| Given exercise |
How many of the lines below contain the string "vegetation", where case counts? Reply with only the number.

| Listing |
==*==

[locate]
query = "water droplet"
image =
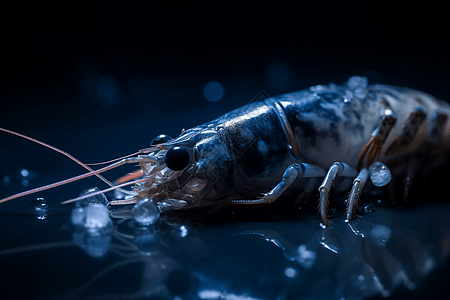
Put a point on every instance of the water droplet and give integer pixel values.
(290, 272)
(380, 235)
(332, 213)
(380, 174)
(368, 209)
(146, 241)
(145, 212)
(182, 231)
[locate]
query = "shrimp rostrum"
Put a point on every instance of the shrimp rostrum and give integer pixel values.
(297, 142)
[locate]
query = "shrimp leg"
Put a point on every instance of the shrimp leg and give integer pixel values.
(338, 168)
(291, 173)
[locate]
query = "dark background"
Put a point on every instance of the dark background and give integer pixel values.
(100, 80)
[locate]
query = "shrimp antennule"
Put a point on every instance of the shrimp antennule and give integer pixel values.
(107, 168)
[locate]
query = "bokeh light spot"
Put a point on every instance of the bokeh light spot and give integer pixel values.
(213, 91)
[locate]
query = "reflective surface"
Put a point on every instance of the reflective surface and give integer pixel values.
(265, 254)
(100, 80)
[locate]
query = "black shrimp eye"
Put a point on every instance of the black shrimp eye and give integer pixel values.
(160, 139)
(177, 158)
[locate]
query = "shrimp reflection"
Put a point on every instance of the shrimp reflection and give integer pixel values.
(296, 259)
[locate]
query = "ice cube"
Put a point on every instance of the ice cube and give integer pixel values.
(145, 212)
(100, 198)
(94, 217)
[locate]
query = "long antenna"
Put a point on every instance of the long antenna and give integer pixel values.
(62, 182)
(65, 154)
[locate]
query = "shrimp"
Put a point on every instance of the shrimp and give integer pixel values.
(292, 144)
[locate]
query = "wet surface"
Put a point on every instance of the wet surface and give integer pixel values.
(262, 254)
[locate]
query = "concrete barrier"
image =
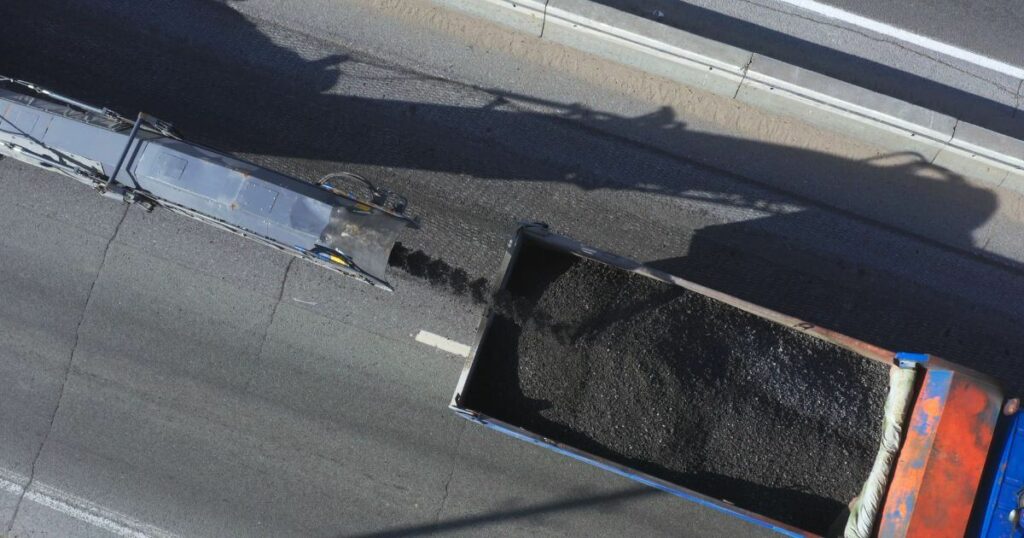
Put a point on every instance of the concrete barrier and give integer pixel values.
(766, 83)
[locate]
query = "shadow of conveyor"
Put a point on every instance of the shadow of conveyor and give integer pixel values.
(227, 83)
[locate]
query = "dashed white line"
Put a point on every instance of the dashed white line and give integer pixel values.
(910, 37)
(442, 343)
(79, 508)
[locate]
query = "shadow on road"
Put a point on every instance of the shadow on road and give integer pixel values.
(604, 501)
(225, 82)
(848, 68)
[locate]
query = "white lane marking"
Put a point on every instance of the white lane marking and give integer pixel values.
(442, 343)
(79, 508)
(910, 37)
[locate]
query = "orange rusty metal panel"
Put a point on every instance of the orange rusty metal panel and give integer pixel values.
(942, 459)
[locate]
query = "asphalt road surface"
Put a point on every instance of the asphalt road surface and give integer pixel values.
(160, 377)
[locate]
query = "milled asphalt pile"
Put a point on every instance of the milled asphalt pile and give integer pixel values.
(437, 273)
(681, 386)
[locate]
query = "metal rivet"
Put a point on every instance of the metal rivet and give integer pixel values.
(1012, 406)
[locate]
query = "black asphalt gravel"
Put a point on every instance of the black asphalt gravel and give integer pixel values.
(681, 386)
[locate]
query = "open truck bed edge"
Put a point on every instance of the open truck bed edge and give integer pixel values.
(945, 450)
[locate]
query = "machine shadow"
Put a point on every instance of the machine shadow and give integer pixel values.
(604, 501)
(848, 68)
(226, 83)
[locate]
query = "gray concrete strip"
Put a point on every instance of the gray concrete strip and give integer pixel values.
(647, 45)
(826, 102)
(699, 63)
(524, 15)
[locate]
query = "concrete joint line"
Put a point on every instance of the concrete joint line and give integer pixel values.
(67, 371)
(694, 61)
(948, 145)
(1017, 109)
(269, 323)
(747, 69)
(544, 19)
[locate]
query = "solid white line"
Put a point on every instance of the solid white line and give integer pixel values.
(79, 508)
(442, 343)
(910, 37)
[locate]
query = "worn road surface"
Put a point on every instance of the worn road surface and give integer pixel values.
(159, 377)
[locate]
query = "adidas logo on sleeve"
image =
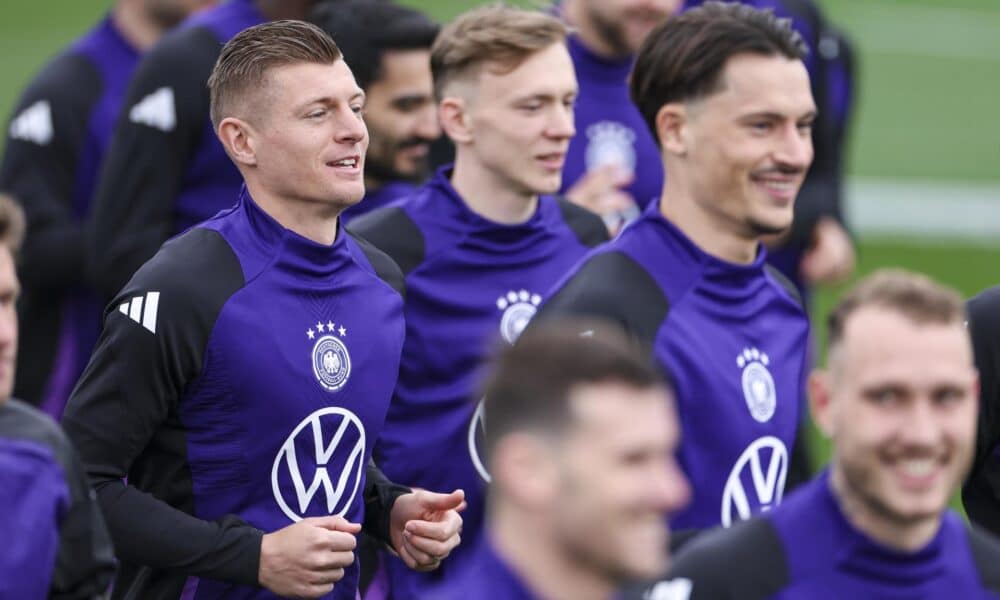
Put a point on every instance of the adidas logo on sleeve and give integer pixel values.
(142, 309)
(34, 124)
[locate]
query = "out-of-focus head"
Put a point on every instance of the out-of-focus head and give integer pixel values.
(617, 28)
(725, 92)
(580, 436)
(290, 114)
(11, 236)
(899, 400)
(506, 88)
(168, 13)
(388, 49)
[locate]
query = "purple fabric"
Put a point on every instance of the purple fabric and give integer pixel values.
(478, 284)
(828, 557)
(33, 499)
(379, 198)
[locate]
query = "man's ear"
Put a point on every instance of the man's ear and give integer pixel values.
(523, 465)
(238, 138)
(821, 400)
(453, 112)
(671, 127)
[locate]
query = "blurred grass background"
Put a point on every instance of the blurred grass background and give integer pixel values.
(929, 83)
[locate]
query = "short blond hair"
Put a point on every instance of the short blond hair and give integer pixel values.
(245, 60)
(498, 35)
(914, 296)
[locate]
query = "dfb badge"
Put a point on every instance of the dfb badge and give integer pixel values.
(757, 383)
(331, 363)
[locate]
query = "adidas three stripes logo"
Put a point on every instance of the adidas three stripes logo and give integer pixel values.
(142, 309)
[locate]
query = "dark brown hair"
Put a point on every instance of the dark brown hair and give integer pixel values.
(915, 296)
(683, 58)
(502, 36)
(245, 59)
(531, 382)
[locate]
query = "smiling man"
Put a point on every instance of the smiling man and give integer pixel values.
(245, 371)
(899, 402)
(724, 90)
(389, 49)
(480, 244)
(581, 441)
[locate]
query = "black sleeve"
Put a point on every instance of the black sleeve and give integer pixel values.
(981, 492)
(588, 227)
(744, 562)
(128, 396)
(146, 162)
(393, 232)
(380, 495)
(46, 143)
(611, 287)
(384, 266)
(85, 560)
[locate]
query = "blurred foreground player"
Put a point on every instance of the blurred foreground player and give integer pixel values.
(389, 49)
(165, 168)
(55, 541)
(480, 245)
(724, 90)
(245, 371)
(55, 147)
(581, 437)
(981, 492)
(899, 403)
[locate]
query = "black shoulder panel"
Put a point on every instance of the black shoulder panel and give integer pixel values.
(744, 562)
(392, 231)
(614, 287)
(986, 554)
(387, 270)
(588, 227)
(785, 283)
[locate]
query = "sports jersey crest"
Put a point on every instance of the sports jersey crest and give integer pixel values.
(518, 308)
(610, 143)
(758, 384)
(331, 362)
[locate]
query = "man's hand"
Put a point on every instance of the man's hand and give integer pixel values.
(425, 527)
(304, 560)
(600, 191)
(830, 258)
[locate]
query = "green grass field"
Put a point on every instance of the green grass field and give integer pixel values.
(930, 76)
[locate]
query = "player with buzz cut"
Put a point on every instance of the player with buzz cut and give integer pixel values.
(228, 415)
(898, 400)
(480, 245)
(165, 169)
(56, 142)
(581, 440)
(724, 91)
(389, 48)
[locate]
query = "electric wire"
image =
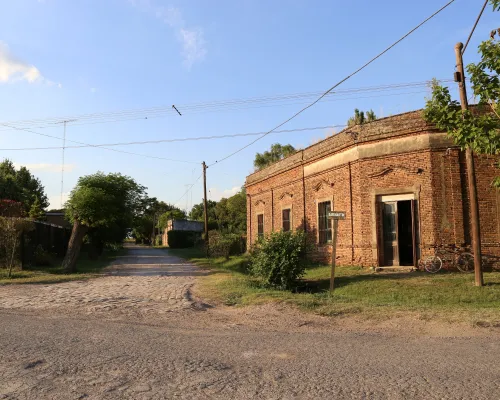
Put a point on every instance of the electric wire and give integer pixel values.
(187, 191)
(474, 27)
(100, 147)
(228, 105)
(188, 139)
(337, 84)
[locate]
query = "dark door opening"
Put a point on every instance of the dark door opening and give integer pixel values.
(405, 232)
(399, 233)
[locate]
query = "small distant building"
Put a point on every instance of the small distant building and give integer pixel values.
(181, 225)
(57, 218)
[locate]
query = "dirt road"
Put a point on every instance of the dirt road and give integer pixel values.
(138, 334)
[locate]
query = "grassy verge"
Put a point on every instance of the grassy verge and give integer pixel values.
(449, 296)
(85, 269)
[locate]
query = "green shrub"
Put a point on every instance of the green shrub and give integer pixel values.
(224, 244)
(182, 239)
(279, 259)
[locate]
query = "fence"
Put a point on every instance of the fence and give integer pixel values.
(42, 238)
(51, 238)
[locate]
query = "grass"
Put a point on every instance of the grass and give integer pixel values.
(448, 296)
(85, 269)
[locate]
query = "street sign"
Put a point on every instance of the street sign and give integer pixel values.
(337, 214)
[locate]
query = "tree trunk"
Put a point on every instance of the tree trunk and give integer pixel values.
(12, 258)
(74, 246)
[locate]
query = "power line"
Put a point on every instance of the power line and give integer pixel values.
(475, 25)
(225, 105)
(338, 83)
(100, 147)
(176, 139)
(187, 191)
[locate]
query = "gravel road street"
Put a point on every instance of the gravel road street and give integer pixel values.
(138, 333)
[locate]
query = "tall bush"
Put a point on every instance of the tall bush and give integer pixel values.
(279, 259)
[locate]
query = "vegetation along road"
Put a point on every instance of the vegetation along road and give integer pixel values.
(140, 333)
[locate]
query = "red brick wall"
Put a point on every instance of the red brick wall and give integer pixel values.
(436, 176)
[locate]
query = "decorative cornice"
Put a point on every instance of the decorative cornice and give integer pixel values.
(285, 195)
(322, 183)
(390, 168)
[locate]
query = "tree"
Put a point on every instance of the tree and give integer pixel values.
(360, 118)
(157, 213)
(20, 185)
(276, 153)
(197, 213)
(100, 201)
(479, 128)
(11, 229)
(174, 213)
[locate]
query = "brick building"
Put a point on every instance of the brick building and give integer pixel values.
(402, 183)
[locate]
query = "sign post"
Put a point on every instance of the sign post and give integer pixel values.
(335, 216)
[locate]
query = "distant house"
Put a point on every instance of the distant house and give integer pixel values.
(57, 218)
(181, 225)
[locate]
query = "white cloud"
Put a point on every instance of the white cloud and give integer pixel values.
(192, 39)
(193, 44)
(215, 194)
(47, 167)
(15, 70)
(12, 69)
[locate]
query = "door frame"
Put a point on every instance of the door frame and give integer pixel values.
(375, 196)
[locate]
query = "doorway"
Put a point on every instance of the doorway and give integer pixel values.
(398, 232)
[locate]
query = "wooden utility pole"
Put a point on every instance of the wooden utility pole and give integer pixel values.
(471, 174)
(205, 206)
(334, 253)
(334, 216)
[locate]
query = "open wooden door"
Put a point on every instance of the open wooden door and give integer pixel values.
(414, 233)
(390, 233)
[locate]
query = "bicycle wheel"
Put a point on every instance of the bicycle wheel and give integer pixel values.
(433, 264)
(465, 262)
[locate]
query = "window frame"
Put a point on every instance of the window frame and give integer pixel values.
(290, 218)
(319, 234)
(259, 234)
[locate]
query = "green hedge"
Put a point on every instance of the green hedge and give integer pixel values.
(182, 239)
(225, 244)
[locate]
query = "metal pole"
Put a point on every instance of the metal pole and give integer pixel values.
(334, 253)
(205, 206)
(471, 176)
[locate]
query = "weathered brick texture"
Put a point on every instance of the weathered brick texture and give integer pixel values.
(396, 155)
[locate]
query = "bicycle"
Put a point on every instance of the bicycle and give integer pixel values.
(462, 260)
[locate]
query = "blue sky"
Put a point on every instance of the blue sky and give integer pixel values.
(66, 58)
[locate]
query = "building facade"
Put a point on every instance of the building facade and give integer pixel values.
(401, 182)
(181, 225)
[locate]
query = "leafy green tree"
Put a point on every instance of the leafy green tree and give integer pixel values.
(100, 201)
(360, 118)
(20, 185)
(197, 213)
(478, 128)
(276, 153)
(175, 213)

==*==

| Answer to this exercise |
2